◆ Source data
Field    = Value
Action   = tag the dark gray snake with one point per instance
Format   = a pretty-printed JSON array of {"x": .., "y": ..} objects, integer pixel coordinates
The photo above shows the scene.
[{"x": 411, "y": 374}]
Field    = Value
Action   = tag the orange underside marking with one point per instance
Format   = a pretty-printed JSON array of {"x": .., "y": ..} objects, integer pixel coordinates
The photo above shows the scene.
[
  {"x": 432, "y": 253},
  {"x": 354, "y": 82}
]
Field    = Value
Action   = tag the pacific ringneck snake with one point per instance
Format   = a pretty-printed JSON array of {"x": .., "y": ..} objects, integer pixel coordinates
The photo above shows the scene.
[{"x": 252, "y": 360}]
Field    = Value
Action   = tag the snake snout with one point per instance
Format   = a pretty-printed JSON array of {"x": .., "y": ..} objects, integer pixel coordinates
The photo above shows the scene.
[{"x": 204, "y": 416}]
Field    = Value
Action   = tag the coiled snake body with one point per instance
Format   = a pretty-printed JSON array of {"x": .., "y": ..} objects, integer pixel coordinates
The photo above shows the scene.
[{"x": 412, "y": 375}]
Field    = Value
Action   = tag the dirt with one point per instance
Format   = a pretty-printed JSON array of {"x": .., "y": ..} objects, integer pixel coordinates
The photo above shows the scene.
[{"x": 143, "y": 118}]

◆ What is being asked
Word for word, restate the entries that appear above.

◆ Finished exercise
Field    = Value
Action   = tag the dark gray snake with one point per instance
Format   = a pretty-printed JSON array of {"x": .., "y": ..} objects, integer pixel coordinates
The photo above shows the scene.
[{"x": 411, "y": 374}]
Field    = Value
Action   = tag the orange underside marking with one point per instance
Format   = a pretty-printed JSON array of {"x": .., "y": ..} objects, integer pixel coordinates
The photo above shows the scene.
[
  {"x": 432, "y": 253},
  {"x": 354, "y": 82}
]
Field    = Value
Action   = tag the pacific ringneck snake with one point per instance
Format   = a pretty-printed JSON array of {"x": .., "y": ..} objects, integer pixel coordinates
The photo above shows the scene.
[{"x": 252, "y": 360}]
Field    = Value
Action   = tag the snake snout with one point per instance
Format   = a pretty-printed JSON array of {"x": .., "y": ..} objects, integer pixel coordinates
The photo above shows the scene.
[{"x": 204, "y": 416}]
Field    = Value
Action   = tag the coiled snake body with one point per instance
Format   = a pretty-printed JSON array of {"x": .., "y": ..} objects, integer pixel coordinates
The photo above shows the scene.
[{"x": 412, "y": 375}]
Field    = Value
Action   = tag the dirt with one point per instance
Format   = a pretty-printed JSON array of {"x": .., "y": ..} objects, integer pixel coordinates
The photo above shows the scene.
[{"x": 143, "y": 118}]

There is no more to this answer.